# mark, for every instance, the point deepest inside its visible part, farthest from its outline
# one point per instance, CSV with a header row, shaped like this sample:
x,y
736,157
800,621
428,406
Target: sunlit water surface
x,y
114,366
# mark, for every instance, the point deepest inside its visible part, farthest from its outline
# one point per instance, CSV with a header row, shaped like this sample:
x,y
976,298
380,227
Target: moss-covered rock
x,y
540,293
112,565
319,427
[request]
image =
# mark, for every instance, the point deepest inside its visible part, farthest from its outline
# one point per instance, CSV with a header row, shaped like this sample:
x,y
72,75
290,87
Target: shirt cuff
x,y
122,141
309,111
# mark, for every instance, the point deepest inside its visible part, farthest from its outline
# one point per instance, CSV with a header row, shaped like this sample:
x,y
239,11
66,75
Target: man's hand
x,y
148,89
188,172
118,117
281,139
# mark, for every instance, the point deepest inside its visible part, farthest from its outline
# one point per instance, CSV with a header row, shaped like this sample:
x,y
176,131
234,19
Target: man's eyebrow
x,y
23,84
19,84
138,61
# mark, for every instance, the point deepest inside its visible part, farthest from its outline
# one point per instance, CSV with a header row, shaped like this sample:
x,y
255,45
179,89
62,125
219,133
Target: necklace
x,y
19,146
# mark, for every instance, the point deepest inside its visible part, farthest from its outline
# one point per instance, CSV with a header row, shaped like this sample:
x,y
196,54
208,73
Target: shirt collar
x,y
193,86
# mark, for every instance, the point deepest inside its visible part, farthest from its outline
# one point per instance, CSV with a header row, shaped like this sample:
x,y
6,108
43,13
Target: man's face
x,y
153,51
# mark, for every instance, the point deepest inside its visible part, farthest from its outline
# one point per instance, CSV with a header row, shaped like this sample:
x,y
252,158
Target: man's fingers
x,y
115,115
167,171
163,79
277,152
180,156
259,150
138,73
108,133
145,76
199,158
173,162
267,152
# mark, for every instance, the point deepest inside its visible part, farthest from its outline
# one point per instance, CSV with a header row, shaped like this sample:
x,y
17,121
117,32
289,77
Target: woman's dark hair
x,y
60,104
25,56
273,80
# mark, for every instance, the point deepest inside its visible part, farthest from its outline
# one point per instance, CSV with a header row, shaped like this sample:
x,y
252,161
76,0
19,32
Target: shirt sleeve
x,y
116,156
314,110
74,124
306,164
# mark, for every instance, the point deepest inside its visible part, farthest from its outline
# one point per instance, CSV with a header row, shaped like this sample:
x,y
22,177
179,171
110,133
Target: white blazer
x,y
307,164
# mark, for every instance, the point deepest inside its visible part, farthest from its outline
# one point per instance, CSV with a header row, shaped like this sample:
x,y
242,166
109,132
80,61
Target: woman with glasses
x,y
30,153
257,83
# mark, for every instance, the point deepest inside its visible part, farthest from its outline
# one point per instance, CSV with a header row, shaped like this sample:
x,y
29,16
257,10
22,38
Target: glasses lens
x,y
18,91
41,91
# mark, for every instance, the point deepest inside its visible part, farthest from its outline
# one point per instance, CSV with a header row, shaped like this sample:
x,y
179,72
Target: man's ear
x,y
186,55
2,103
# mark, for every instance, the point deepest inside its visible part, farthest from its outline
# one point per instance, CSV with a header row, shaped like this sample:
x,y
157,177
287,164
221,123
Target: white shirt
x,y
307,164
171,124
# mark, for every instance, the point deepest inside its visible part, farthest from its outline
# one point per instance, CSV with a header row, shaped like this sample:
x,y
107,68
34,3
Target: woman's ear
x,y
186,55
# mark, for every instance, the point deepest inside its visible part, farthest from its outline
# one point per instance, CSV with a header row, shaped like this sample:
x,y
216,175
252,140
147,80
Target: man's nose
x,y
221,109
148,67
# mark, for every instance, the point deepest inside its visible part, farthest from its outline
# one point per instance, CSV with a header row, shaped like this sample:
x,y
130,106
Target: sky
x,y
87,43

- TASK REQUIREMENTS -
Every record shown above should be written out again exactly.

- RESULT FOR THIS TASK -
# mark, for every instance, the point deepest inside its visible part, farthest from its outline
# one point per instance, CSV with a header row, shaped like this sample:
x,y
736,157
800,621
428,406
Target: sunlit water surface
x,y
114,366
# mark, for every instance, the point deepest inside its visible part, farthest from its outline
# one point per instance, CSV with a header row, shaped like this sample:
x,y
976,298
380,227
Target: moss-covered rock
x,y
540,293
112,565
319,427
[request]
image =
# mark, for every instance, the point deepest inside its visible part, farthest from its outline
# one point per instance, CSV with a header row, shaped like this sample:
x,y
72,75
290,87
Target: shirt cuff
x,y
122,141
309,111
# mark, for every instance, the point deepest inside its visible part, farthest from its outline
# one point per instance, CSV with a header row, shaped like this sample:
x,y
239,11
66,75
Target: man's hand
x,y
148,89
188,172
118,117
281,139
# mark, for every instance, the point deepest inside its visible part, farthest from its outline
# one point per instance, CSV with a header row, shaped like this sample:
x,y
176,131
234,19
Target: man's eyebrow
x,y
23,84
19,84
138,61
# mark, for every instance, the point deepest inside its visible part, farthest from its outline
# one point per instance, CSV with a header row, shaped like this sample:
x,y
255,45
179,89
62,125
219,133
Target: necklace
x,y
19,146
# mark, for every instance, the point deepest inside its visible part, farthest from its outline
# one point per instance, CSV with a header row, shaped like this sample:
x,y
196,54
208,73
Target: shirt collar
x,y
193,86
# mark, for every instance, the point deepest inside its visible part, farthest from its outline
# one point per instance, CSV with a header row, shaped like this sample:
x,y
6,108
43,13
Target: man's face
x,y
153,51
# mark, for every instance, the point deepest inside its visible part, farthest from its outline
# one point per instance, CSV with a header row, shaped like this sample:
x,y
252,158
Target: man's fingers
x,y
115,115
167,171
163,79
277,152
180,156
259,150
138,73
108,133
145,76
199,158
173,162
267,152
# mark, for every instance, the point deepest inside its visible part, farthest from its outline
# one point per instance, CSV with a header row, shaped like this sample:
x,y
17,121
117,32
289,77
Target: woman's dark hair
x,y
60,104
25,56
273,80
# mark, for every instance, the point deepest inside its visible part, farthest from its outline
# one point per instance, CSV with a header row, shaped like this sample:
x,y
252,161
76,0
19,32
Target: shirt sleeve
x,y
116,156
314,110
74,124
306,164
# mark, for every instance, the point deepest inside its visible part, farthest from its outline
# one point per instance, CSV with a header row, shaped like this sample:
x,y
22,177
179,171
110,133
Target: white blazer
x,y
307,164
# mark, for every instance, the point deepest inside its visible part, farthest from its outline
# one point per instance, CSV with a header row, shaped like this sample:
x,y
242,166
109,132
80,61
Target: woman with glasses
x,y
30,153
257,83
# mark, for every instance, the point deepest inside its visible part, farthest from its outline
# one point per instance, CSV with a header row, shaped like this sample:
x,y
29,16
257,10
22,38
Target: glasses lens
x,y
18,91
41,91
# mark, for every instance, the point deepest inside its visible part, farthest from its outline
# one point per instance, CSV with a header row, shaped like this sample:
x,y
179,72
Target: man's ear
x,y
186,55
2,103
# mark, for every instance, the point deepest inside its visible part, farthest from its outline
# one point per instance, CSV with a header row, shaped like this sample:
x,y
157,177
287,164
221,123
Target: white shirt
x,y
307,164
171,124
# mark, for every instance, the point deepest inside its visible part, farthest from its outline
# one point per instance, CSV with a header row, shaped like this sample:
x,y
107,68
34,3
Target: woman's ear
x,y
186,55
# mark, for every instance, the point deepest inside its visible part, farthest from its outline
# one point per instance, CSV with a header row, shaped like this sample:
x,y
216,175
252,140
147,80
Target: man's nose
x,y
221,109
148,67
# mark, for every instance, the point deepest inside its visible part, farthest from its outline
# one point per instance, CSV with a header row, shaped like this sample:
x,y
130,106
Target: sky
x,y
87,43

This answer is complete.